Instructions to follow:
Of the entries below, return only those lines from the line with "door handle, each" to the line with "[(620, 452), (992, 18)]", exactly, both included.

Data for this task:

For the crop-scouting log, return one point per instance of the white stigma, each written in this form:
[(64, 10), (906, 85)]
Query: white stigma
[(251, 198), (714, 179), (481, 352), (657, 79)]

--

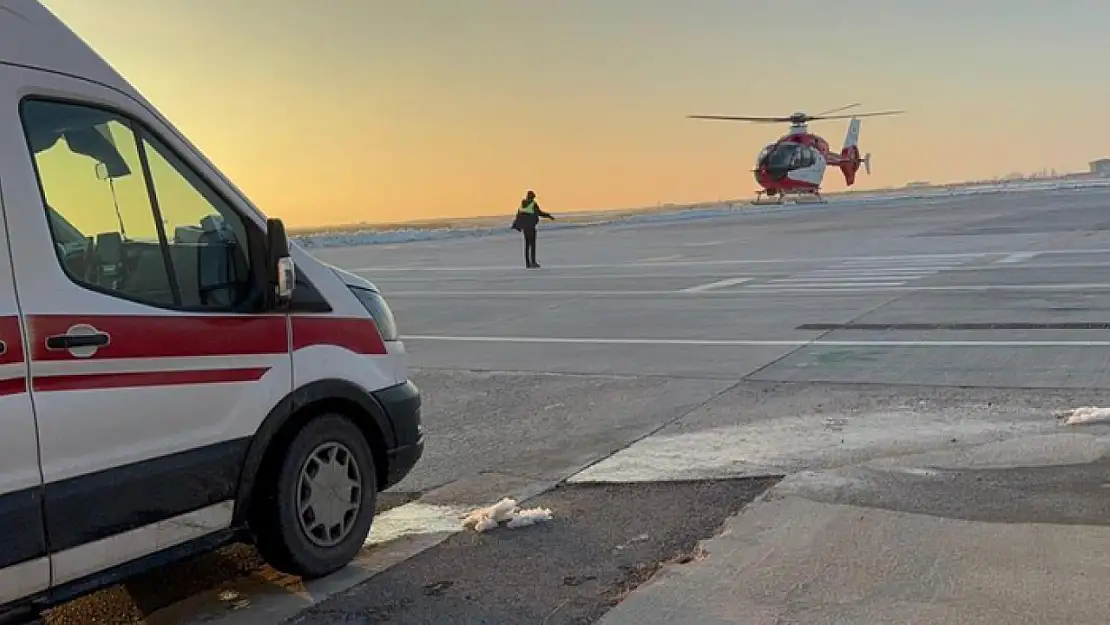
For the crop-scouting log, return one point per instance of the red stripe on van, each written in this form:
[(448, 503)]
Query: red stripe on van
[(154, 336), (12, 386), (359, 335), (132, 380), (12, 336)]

...

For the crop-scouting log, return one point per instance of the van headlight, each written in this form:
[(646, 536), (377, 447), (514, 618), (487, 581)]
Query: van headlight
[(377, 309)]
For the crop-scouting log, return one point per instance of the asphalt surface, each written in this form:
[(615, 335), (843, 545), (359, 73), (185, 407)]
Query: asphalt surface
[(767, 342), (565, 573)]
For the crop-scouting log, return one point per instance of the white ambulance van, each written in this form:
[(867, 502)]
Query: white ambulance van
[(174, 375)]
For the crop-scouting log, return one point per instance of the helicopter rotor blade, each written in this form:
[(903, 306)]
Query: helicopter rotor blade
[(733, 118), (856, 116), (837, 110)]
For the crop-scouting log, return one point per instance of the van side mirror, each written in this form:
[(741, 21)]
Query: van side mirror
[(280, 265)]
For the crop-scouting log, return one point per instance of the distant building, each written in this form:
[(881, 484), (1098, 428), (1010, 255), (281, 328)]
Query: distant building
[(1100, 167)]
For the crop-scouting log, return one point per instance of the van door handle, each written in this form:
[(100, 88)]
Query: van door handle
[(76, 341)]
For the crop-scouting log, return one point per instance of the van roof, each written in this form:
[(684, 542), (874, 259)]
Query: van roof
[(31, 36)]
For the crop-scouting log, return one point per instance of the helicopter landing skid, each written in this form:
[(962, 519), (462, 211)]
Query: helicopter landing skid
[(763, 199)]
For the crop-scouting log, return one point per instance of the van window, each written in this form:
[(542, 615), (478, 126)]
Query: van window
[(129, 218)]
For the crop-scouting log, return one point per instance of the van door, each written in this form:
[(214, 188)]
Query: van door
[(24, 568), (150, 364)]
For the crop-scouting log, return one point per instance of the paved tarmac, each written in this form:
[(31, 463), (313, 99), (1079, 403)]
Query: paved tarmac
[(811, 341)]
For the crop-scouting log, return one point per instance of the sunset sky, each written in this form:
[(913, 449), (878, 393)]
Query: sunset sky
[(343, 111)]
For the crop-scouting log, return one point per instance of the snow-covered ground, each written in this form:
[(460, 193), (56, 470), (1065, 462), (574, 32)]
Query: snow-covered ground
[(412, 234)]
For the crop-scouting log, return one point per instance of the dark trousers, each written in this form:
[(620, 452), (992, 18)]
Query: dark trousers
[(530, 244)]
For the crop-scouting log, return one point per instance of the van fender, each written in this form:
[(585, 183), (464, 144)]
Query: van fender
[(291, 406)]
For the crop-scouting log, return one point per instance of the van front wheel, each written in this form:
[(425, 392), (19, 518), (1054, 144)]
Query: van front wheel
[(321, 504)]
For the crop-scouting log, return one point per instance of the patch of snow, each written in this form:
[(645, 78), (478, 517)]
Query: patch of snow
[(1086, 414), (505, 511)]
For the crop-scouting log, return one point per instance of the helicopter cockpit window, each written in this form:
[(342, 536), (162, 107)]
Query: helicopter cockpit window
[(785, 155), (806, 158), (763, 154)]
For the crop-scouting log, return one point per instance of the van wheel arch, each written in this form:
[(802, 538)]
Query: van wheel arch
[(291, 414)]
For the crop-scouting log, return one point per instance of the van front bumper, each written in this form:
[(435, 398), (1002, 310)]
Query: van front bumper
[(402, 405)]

Task solution:
For the crop-scouting log, return one point per instance of the van door handle, each written in this form:
[(100, 88)]
Query: van door handle
[(76, 341)]
For the crop-scouting log, return one point per instance of the van roof, each written in this form:
[(684, 542), (874, 259)]
Query: van roof
[(31, 36)]
For the crop-scouting log, return one point per instance of the helicopter landing skid, each written in this form:
[(962, 519), (462, 211)]
Query: helicopter landing skid
[(763, 199)]
For the crop-scouting log, return one point per instance of the van window, each written in this form:
[(542, 615), (478, 126)]
Query: van window
[(129, 218)]
For the crop-scouting log, return one point per instance of the van door, each written in this form:
[(214, 188)]
Query: van door
[(24, 568), (150, 364)]
For the crop-scouting log, return one point per instance of the paved tarmac, each written in this form:
[(31, 463), (313, 99), (1079, 403)]
Query: paved tarmac
[(811, 341)]
For the crop-scouting log, return one point per instance of the sunset sky, each written in this form:
[(913, 449), (878, 393)]
Query: sunset sky
[(343, 111)]
For the crop-scouting log, return one point per instance of the snow-covered ground, each written in this form:
[(460, 193), (56, 470), (1065, 462), (574, 32)]
Query: snow-covered ground
[(412, 234)]
For the crop-scouting log, return one point per instance of the dark trousers, each written in this form:
[(620, 452), (992, 18)]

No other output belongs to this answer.